Work instructions: Everything in the listing should be restated word for word.

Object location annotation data

==*==

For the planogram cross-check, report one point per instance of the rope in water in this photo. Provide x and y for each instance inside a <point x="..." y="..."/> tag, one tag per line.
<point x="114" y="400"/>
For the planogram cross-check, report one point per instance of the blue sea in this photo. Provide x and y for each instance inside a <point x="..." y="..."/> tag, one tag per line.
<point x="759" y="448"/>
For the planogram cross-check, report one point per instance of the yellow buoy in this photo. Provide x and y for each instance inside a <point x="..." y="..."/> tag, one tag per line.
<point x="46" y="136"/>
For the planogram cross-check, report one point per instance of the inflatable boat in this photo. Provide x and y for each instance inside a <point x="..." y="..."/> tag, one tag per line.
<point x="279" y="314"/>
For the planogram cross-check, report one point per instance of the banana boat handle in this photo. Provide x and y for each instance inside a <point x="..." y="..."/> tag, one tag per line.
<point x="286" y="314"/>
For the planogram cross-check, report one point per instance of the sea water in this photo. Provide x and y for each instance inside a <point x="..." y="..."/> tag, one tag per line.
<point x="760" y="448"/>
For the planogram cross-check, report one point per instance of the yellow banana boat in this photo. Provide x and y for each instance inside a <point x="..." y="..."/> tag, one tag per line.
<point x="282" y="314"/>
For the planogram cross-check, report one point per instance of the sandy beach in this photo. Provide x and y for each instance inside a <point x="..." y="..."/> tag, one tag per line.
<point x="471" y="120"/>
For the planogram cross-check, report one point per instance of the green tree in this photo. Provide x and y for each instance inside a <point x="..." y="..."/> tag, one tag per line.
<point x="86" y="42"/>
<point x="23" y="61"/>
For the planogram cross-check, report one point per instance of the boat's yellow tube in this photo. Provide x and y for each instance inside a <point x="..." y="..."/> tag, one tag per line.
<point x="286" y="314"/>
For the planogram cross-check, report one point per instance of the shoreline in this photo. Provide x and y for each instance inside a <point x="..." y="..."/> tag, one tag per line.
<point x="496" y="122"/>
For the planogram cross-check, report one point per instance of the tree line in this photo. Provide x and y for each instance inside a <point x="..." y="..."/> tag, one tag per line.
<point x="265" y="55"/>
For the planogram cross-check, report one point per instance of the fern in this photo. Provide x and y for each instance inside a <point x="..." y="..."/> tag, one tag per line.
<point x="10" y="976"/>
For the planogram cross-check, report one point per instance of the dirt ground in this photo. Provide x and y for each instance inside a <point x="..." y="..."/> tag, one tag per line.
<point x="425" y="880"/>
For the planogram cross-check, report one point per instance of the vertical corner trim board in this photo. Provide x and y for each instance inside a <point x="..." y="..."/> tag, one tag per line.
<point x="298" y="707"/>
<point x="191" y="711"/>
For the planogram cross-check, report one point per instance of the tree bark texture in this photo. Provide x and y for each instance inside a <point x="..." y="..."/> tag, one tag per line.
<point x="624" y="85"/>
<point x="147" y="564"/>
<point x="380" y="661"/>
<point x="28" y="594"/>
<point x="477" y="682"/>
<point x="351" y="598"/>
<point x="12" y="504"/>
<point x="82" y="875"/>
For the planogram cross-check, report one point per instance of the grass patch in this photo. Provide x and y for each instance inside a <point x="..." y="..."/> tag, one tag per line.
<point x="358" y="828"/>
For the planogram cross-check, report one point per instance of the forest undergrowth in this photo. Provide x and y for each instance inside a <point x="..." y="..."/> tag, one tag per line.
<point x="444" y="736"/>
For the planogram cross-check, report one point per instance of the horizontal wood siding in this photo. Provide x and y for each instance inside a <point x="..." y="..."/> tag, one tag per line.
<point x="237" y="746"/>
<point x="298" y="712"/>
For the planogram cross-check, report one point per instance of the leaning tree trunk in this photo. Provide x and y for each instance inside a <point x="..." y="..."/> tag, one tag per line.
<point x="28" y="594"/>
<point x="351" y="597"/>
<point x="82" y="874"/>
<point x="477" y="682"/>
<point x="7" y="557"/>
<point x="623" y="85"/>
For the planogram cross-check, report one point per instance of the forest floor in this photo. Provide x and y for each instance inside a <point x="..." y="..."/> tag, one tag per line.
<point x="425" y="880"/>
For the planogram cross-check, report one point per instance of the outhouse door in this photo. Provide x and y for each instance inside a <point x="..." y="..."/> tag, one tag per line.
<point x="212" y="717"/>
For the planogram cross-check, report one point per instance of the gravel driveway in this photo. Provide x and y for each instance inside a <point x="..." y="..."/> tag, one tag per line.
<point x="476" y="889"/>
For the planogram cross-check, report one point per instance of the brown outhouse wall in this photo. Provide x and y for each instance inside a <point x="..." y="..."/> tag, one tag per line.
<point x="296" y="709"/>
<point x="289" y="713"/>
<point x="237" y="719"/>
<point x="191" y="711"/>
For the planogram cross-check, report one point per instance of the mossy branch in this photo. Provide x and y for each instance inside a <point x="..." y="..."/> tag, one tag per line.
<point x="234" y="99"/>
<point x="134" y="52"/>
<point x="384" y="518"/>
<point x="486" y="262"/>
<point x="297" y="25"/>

==*==

Complete answer:
For the planogram cross-check, report one point per instance of the rope in water in this photo. Provide x and y for each instance inside a <point x="..." y="..."/> tag, one tag per line.
<point x="114" y="400"/>
For the planogram cross-check, report one point per instance of the blue sea in this photo. Provide x and y for each instance inside a <point x="..." y="..."/> tag, one tag per line.
<point x="759" y="448"/>
For the planogram cross-check, report one point per instance of the yellow buoy in this photo. Provide x and y for each instance inside a <point x="..." y="..."/> tag, one tag per line.
<point x="46" y="136"/>
For the planogram cross-check, report one point per instance of the inflatable boat in this photo. Provide x and y for each instance inside a <point x="..." y="..."/> tag, one tag per line.
<point x="279" y="314"/>
For the planogram cross-check, report one point per instance of the banana boat handle in this photo. Provide x and y for each instance inside a <point x="..." y="..."/> tag, one tag per line.
<point x="286" y="314"/>
For the planogram cross-check, report one point per instance of the sea water in this photo. Provide x and y for each instance inside a <point x="..." y="..."/> tag, one tag per line.
<point x="760" y="448"/>
For the planogram cross-check, report one point per instance of the yellow banana boat in this photo. Provide x and y for each instance inside a <point x="..." y="..."/> tag, one tag per line.
<point x="282" y="314"/>
For the planogram cross-check, report one point per instance of the sandy beach in this photo. Provide x and y for each instance inside a <point x="..." y="..."/> tag, one tag per line.
<point x="471" y="120"/>
For the planogram cross-check, report one point per instance of the green tree in this photo. Provide x and y for each instance inside a <point x="..." y="..."/> tag, one tag per line.
<point x="86" y="42"/>
<point x="23" y="61"/>
For the planogram cross-check, report one point per instance of the boat's yellow tube in this photo. Provide x and y for each instance inside a <point x="..." y="..."/> tag, one tag per line.
<point x="286" y="314"/>
For the planogram cross-check, report one point per instance of the shoreline in this photo. Provide x and y for each instance inside a <point x="..." y="..."/> tag, one tag per line.
<point x="496" y="122"/>
For the planogram cross-check, report one point per instance of the tree line in this photo. Provide x and y for each instance inside a <point x="..." y="..."/> tag, one tag per line.
<point x="265" y="55"/>
For the planogram cross-check, report one point per instance of the fern in this photo. Provide x and y for each instance inside a <point x="..." y="..."/> tag, one tag per line.
<point x="10" y="976"/>
For the planogram cross-check, report one point per instance of the dirt ground in this photo. Provide x and y for each instance inside a <point x="..." y="..."/> tag, one tag per line.
<point x="425" y="880"/>
For the planogram cross-check, report one point per instance of the vertical corner trim board in this photo. Provide x and y for each instance inside a <point x="..." y="..."/> tag, one tag per line.
<point x="298" y="707"/>
<point x="191" y="711"/>
For the planogram cross-check, report one point per instance of the tree bark texture in this photo. Provide x and y for each instance inside a <point x="..." y="..."/> tag, one tag per line.
<point x="624" y="85"/>
<point x="147" y="564"/>
<point x="380" y="661"/>
<point x="28" y="594"/>
<point x="477" y="682"/>
<point x="351" y="598"/>
<point x="12" y="504"/>
<point x="82" y="875"/>
For the planogram cross-check, report one point per instance of the grass patch in this photo. Provide x and y for each instance inside a <point x="..." y="..."/> tag, one tag per line.
<point x="358" y="828"/>
For the planogram cross-check, report one point per instance of the forest undergrowth in this photo. Provide x and y for each instance inside a <point x="..." y="..."/> tag, one tag per line.
<point x="444" y="736"/>
For the planogram cross-check, report one point per instance of the horizontal wood siding in this photo. Provide x and y for each instance inside a <point x="..." y="..."/> tag, one tag per line.
<point x="237" y="746"/>
<point x="298" y="712"/>
For the planogram cross-check, report one point per instance of the leaning tree trunk in this photo. Provide x and y for each instance inside a <point x="..." y="..."/> tag, one tag per line.
<point x="28" y="594"/>
<point x="351" y="597"/>
<point x="82" y="874"/>
<point x="477" y="682"/>
<point x="7" y="557"/>
<point x="623" y="85"/>
For the planogram cross-check, report one point per instance of the forest floor in this photo. Provide x and y for each instance inside a <point x="..." y="..."/> tag, one tag per line.
<point x="425" y="880"/>
For the planogram cross-check, report one point per instance of the outhouse door in this photo. Provide x and y for each instance inside a <point x="..." y="..."/> tag, one tag per line.
<point x="212" y="717"/>
For the planogram cross-check, report one point per instance of the gravel driveway in this photo. Provide x and y for each instance inside a <point x="..." y="..."/> tag, one tag per line.
<point x="476" y="889"/>
For the planogram cross-check, report one point per instance of the brown outhouse wall in this photo. Provide x and y for each instance inside a <point x="..." y="..."/> tag, one tag per line.
<point x="296" y="709"/>
<point x="289" y="713"/>
<point x="237" y="719"/>
<point x="191" y="711"/>
For the planogram cross-check, report one point per instance of the mossy branch in this photo. Provide x and y for each instance inside a <point x="..." y="..."/> tag, one tag per line.
<point x="234" y="99"/>
<point x="134" y="52"/>
<point x="384" y="518"/>
<point x="486" y="262"/>
<point x="297" y="25"/>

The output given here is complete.